» To be done
In the entries that follow, identify the line containing "white mitten, locate" and return it together with all later lines, exactly as they appear.

------------------------------

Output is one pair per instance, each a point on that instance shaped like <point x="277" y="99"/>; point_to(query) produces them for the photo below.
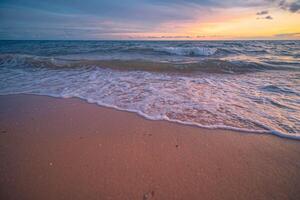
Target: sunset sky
<point x="150" y="19"/>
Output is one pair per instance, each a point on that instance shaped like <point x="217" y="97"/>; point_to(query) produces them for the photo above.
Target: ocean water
<point x="241" y="85"/>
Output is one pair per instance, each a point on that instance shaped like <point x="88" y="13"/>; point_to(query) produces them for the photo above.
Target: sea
<point x="248" y="86"/>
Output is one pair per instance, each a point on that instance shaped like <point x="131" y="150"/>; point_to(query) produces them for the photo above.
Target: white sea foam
<point x="228" y="85"/>
<point x="211" y="101"/>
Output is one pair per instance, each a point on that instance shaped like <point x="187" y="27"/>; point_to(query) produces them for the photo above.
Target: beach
<point x="54" y="148"/>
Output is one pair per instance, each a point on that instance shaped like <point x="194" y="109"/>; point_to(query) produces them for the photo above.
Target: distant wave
<point x="190" y="51"/>
<point x="206" y="65"/>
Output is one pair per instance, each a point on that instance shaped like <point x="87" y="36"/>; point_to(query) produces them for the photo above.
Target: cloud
<point x="264" y="12"/>
<point x="287" y="35"/>
<point x="292" y="6"/>
<point x="269" y="17"/>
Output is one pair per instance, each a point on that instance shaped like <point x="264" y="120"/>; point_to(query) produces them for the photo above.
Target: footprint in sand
<point x="148" y="195"/>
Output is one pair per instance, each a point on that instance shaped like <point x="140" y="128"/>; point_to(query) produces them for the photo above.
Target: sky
<point x="149" y="19"/>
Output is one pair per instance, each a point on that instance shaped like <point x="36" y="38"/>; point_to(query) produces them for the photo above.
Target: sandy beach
<point x="69" y="149"/>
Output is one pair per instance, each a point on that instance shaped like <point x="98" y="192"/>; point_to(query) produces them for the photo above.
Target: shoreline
<point x="54" y="148"/>
<point x="139" y="114"/>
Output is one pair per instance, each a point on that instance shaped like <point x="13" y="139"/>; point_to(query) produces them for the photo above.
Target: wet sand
<point x="68" y="149"/>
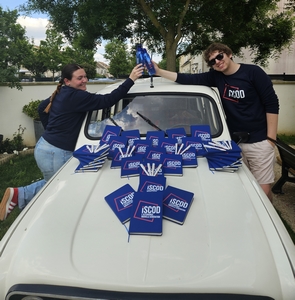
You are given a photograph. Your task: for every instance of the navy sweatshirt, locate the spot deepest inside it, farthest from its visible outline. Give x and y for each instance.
(68, 110)
(246, 95)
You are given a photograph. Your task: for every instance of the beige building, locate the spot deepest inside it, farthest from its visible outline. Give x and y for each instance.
(285, 64)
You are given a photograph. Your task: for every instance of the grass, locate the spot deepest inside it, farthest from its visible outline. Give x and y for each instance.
(18, 171)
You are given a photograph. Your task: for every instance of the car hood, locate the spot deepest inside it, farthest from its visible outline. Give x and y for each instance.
(223, 246)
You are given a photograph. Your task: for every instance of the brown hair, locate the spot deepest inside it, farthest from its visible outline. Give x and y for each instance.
(67, 72)
(216, 47)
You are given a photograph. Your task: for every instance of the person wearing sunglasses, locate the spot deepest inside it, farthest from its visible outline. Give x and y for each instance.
(250, 104)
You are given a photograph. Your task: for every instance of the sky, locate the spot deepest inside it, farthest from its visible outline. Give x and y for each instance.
(35, 26)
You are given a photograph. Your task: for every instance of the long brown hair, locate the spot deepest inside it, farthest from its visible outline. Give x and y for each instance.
(67, 72)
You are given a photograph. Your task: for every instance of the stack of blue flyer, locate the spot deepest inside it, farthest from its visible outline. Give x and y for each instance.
(154, 136)
(152, 184)
(120, 201)
(147, 214)
(110, 130)
(223, 155)
(176, 204)
(131, 135)
(91, 157)
(201, 132)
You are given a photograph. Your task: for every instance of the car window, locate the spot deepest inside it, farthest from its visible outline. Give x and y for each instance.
(157, 112)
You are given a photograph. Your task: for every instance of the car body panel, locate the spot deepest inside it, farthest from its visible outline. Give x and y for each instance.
(232, 240)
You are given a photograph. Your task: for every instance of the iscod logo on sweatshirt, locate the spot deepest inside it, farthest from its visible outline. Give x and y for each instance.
(233, 93)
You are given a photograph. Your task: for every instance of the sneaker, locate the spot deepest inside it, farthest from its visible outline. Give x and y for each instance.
(8, 203)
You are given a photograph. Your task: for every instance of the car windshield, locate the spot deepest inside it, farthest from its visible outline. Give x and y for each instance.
(157, 112)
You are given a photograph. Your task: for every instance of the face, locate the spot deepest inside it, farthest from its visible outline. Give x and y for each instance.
(221, 59)
(78, 81)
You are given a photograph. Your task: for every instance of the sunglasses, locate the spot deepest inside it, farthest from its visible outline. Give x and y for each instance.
(212, 61)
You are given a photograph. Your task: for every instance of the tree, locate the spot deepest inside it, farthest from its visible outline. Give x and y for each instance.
(175, 27)
(76, 54)
(35, 62)
(51, 49)
(116, 52)
(14, 47)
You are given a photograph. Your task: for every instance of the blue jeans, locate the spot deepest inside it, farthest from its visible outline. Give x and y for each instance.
(49, 160)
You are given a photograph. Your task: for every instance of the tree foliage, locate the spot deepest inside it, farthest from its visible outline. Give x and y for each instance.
(175, 27)
(14, 47)
(116, 52)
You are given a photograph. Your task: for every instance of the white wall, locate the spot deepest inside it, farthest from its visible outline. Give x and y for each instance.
(12, 101)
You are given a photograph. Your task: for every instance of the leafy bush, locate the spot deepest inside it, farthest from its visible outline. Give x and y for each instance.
(31, 109)
(17, 142)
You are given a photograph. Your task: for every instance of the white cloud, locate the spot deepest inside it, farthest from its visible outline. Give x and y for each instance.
(35, 28)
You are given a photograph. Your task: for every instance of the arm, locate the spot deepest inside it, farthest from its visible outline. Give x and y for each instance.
(164, 73)
(272, 125)
(43, 115)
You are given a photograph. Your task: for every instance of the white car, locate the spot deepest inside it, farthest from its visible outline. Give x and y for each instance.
(68, 243)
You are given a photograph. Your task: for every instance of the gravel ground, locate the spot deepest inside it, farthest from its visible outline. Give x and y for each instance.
(284, 203)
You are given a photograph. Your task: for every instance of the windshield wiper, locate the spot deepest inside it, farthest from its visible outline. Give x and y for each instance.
(113, 121)
(150, 122)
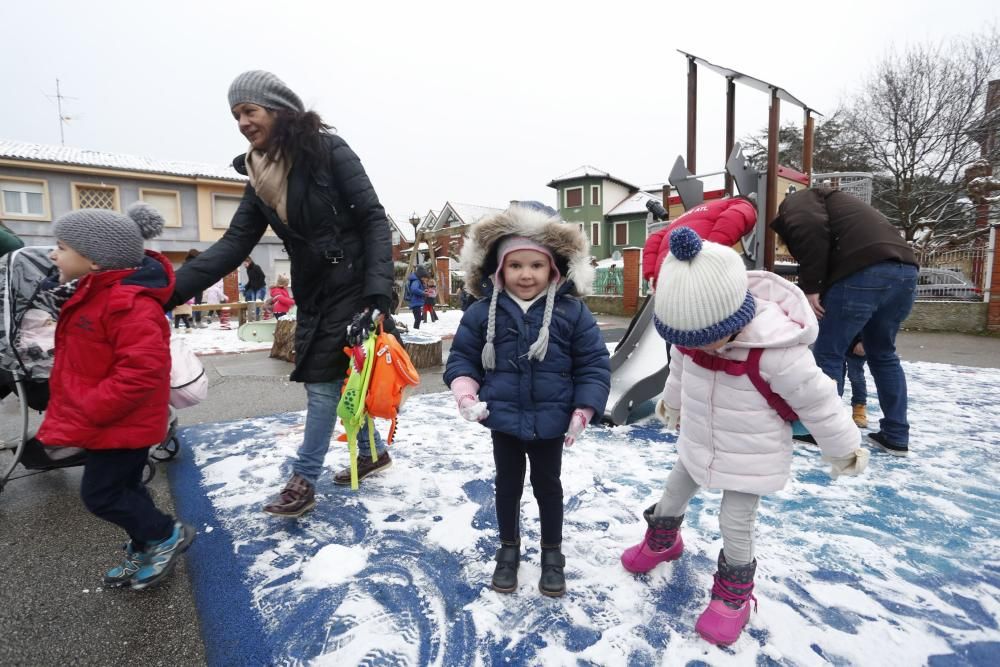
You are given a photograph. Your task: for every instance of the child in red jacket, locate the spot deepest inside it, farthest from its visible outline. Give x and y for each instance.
(110, 383)
(723, 221)
(281, 302)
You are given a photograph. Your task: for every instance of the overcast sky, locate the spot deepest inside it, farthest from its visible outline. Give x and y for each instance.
(446, 100)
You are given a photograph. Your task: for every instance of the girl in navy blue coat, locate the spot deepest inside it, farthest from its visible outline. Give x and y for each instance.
(529, 363)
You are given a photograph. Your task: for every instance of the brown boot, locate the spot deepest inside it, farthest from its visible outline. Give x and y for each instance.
(366, 466)
(297, 498)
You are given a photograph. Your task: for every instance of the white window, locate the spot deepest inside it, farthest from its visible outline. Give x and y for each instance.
(573, 197)
(24, 199)
(621, 233)
(167, 202)
(223, 209)
(88, 195)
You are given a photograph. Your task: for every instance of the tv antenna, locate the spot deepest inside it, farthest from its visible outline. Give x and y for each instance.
(63, 119)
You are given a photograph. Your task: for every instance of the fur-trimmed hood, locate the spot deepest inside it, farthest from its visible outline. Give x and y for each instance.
(568, 245)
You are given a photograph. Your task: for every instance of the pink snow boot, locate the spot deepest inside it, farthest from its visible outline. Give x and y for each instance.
(661, 543)
(729, 610)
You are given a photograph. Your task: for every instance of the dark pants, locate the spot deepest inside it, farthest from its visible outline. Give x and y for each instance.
(873, 302)
(546, 464)
(855, 368)
(112, 490)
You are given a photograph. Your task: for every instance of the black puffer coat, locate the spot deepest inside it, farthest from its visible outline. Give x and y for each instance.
(338, 241)
(833, 234)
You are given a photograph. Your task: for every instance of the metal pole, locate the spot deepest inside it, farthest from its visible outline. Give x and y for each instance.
(807, 143)
(692, 113)
(772, 179)
(62, 138)
(730, 127)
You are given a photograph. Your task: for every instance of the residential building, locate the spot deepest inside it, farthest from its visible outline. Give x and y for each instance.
(39, 183)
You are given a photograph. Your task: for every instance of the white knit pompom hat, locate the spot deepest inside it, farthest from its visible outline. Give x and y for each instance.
(701, 292)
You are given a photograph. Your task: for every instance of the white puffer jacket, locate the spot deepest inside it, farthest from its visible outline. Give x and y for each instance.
(730, 438)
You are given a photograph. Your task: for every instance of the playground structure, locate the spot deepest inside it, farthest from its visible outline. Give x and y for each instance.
(639, 365)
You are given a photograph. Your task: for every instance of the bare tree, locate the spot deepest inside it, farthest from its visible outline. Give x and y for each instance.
(831, 150)
(914, 119)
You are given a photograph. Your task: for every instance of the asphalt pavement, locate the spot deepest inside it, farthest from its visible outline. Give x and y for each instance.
(53, 610)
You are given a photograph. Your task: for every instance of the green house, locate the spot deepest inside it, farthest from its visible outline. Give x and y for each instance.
(610, 211)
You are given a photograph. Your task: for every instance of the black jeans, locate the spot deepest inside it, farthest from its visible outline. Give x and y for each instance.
(112, 490)
(546, 464)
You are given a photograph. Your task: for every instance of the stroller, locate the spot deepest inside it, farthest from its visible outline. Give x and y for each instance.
(26, 352)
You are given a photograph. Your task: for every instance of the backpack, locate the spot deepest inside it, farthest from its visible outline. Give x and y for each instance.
(392, 374)
(750, 368)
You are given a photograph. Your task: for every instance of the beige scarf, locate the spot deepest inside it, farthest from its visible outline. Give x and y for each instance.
(270, 180)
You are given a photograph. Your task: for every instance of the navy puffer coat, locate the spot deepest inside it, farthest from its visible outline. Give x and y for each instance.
(531, 399)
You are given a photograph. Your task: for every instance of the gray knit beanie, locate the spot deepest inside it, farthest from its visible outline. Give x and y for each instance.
(108, 238)
(264, 89)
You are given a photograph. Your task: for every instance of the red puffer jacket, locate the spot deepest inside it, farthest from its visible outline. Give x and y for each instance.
(281, 302)
(110, 382)
(723, 221)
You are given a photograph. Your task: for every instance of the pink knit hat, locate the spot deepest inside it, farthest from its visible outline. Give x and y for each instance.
(515, 243)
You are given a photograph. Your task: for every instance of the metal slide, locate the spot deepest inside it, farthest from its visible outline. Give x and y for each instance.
(639, 367)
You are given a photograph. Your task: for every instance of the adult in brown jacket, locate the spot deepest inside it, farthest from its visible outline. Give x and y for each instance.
(860, 277)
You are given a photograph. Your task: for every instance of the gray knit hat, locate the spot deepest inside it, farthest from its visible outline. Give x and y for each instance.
(264, 89)
(108, 238)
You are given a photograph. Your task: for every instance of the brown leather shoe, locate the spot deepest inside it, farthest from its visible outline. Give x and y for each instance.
(297, 498)
(365, 467)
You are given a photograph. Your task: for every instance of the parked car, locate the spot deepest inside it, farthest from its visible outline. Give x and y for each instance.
(946, 285)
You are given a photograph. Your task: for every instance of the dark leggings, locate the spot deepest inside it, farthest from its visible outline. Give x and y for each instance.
(546, 463)
(112, 490)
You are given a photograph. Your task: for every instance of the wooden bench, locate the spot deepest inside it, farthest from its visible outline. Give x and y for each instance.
(239, 308)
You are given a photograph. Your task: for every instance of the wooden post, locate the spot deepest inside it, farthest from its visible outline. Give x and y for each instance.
(807, 145)
(772, 179)
(631, 280)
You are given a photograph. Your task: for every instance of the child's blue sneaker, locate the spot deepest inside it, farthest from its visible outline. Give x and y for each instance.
(121, 575)
(160, 559)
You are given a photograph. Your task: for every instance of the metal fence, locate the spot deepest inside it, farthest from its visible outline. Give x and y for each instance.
(857, 183)
(967, 266)
(608, 281)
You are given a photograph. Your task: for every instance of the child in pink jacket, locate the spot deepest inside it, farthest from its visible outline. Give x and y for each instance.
(740, 370)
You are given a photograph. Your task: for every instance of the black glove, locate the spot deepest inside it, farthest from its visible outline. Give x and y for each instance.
(359, 328)
(380, 303)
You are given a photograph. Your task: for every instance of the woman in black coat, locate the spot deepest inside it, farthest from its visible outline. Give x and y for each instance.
(310, 188)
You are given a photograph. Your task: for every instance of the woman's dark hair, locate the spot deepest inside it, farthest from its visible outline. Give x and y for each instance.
(297, 136)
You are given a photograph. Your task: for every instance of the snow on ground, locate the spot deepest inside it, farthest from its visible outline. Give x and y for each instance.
(890, 568)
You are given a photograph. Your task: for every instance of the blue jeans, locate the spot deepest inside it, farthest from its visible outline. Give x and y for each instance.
(255, 295)
(874, 302)
(856, 374)
(321, 415)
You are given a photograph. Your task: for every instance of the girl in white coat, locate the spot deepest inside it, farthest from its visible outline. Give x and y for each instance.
(740, 369)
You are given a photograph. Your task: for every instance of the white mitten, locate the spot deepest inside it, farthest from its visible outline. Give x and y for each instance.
(577, 423)
(852, 464)
(670, 417)
(472, 409)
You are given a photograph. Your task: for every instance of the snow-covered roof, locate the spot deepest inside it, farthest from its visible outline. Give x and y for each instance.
(588, 171)
(467, 214)
(634, 204)
(29, 152)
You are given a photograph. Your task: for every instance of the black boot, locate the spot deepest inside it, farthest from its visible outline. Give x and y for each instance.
(505, 575)
(552, 582)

------------------------------

» Solution for this task
You are given a photograph. Your task: for every instance of the white mitten, locate the spot deepest inside it, farthest from its visible outline. Give x and y for each instance.
(577, 423)
(852, 464)
(670, 417)
(472, 409)
You are given a photograph. Your task: for every instance of the snow-covered roof, locate the spot deepest inside it, farthest from its visible outline. Give x and y for each instance.
(588, 171)
(467, 214)
(634, 204)
(29, 152)
You are given a photograph. Your task: for every instance of the black boot, locate the spot deepest inside it, farthest from its visible outline. Give x and y for each instance.
(505, 575)
(552, 582)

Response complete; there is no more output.